▶ **Exercise goal**: Return the data below exactly, please, but drop the pictures.

(Stored data entries)
# # # # # # #

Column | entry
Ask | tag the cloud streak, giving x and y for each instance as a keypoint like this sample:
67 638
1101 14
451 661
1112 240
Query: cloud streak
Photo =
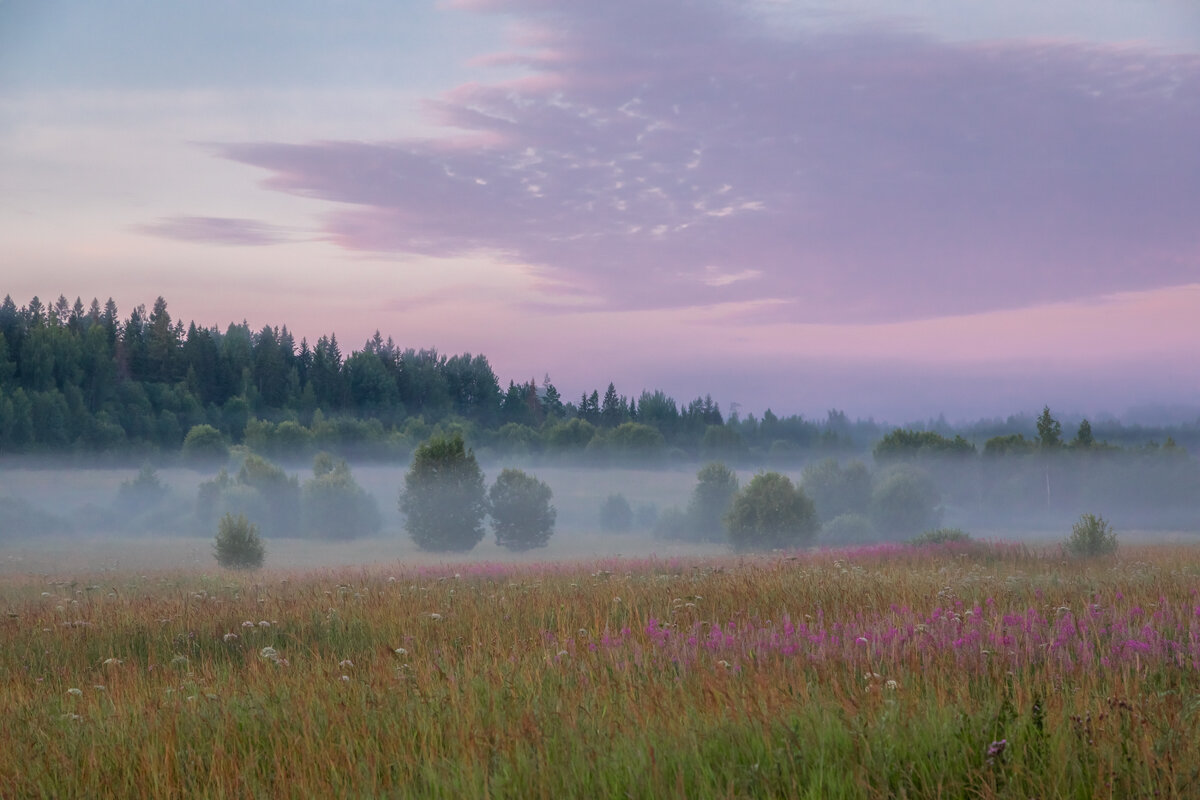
664 155
219 230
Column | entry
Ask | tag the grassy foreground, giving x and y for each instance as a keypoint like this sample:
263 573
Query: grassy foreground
953 672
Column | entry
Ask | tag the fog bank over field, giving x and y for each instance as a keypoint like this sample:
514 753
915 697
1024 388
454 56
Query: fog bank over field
65 518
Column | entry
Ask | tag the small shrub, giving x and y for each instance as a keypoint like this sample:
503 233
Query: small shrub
204 443
772 512
522 516
444 500
1091 536
238 545
941 536
616 513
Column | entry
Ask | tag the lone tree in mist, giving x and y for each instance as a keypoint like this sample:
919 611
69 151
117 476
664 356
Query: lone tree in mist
443 499
715 488
772 512
238 546
522 516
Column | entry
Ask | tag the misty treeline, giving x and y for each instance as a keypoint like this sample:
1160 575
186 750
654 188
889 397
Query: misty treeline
81 380
77 379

# # # # # # #

▶ **The completed task**:
Column | entry
Ask | tag the cloud streak, giving x and y for each instance as a keypoint like this sample:
67 638
1101 14
451 661
1112 240
Query: cloud streak
Photo =
664 155
219 230
Column | entry
Ask | tag the grassy foreground, giving x and y for each instance as a keypoint like this sample:
263 573
Query: grassy foreground
953 672
Column | entry
Ask | tag the fog bank over field, giving x and y for each instance as a keypoint like this sample:
514 753
915 697
1024 388
454 56
Query: fog bank over field
65 518
Column | entry
Ask | tag the small shrub, giving x and y for each instance as a keypoint like this sample:
503 233
Query: small shrub
204 443
772 512
522 516
444 500
1091 536
238 545
941 536
616 513
Column | entry
Ask | tag the lone tree in mist, giving x and y for each instance as a keypoint like this sample:
919 611
69 151
117 476
664 356
Query: lone tree in mist
443 499
715 488
772 512
238 546
522 516
Column | entry
Ask | tag the misty treeline, giving x and y for each instance as a keypoint like this sample:
1160 575
186 750
654 188
889 397
Query: misty treeline
81 380
77 379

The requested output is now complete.